- **What you will do**: Every line of the data is to be retyped exactly.

- **Available data**:

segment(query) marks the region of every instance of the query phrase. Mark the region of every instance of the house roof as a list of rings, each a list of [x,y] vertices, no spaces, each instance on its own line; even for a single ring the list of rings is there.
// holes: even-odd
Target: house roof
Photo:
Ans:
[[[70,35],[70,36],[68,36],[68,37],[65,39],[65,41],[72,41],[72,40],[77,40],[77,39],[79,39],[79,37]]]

- **Result**:
segment(query) marks the region of every instance of the query phrase. Mark the region of every instance of the house roof as a list of rings, each a list of [x,y] vertices, no spaces, each instance on its own line; even for a single ring the list of rings is there.
// holes: even-odd
Target: house roof
Photo:
Ans:
[[[70,35],[70,36],[68,36],[68,37],[65,39],[65,41],[72,41],[72,40],[77,40],[77,39],[79,39],[79,37]]]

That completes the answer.